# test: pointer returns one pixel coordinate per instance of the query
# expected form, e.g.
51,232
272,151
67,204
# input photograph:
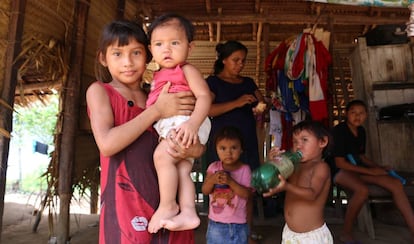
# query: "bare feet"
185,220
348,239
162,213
------------------------------------------------------------
* [Your task]: Your response must consist of the material above, reproduced word for word, with the images omitted.

* [Your response]:
# test: pointer returns one pixel coordinate per instance of the query
# expected form, e.g.
51,232
272,151
67,204
# input photograph:
# query: "bare feet"
185,220
348,239
162,213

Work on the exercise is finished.